§ Given request a:
Pick out every line of the listing below that contains the word "water". Letter case counts.

§ Selected extract:
───

There is no legislative history available to aid us in determining the extent to which, if at all, the General Assembly intended § 31-114 to displace the rules of agency in the case of labor unions involved in labor disputes. In Benoit v. Amalgamated Local 299, 150 Conn. 266, 274, 188 A.2d 499, however, we said that the language of § 31-114 is so similar to the language of § 6 of the Norris-LaGuardia Act (47 Stat. 71, § 6, 29 U.S.C. § 106) 2 that the construction placed upon the latter by the United States Supreme Court is particularly pertinent in our construction of § 31-114.

We are persuaded by the reasoning and conclusions in cases construing § 6 of the Norris-LaGuardia Act that the liability of these defendants is to be determined by the application of § 31-114 of our General Statutes and that the common-law rules of agency are pertinent to § 31-114 only as an aid to determining actual participation in, actual authorization of, or ratification of the acts complained of. In other words, we believe that while a labor union which could properly be held to be liable under § 31-114 would probably also be liable under agency principles, nevertheless liability under common-law agency rules would not necessarily create liability under § 31-114.

───

§ Stored data:
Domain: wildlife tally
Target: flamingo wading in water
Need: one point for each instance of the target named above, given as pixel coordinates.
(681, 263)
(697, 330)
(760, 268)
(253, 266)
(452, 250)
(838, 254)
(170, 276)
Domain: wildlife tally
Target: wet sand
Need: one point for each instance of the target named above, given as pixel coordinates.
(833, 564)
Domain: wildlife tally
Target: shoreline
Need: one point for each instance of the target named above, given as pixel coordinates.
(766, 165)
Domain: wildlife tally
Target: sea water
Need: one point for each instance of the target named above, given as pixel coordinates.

───

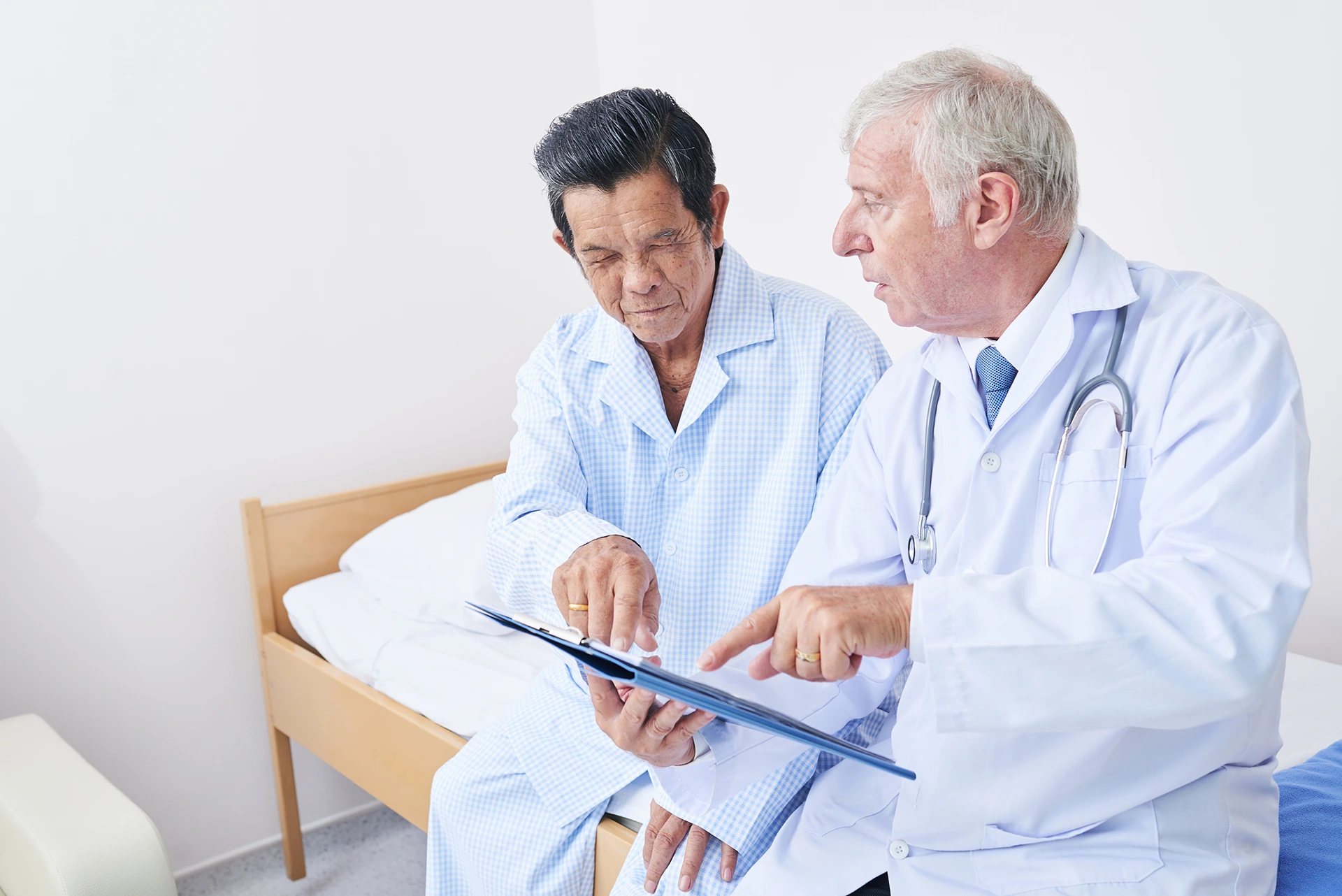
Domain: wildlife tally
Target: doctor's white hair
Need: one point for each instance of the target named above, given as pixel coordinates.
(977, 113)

───

§ Given request b:
Transcribe the passage above on labor union liability, from "We are persuaded" up to and including "under § 31-114.".

§ Exercise answer a:
Target: flamingo wading in water
Target: sea water

§ Exercise answer b:
We are persuaded by the reasoning and conclusions in cases construing § 6 of the Norris-LaGuardia Act that the liability of these defendants is to be determined by the application of § 31-114 of our General Statutes and that the common-law rules of agency are pertinent to § 31-114 only as an aid to determining actual participation in, actual authorization of, or ratification of the acts complained of. In other words, we believe that while a labor union which could properly be held to be liable under § 31-114 would probably also be liable under agency principles, nevertheless liability under common-law agency rules would not necessarily create liability under § 31-114.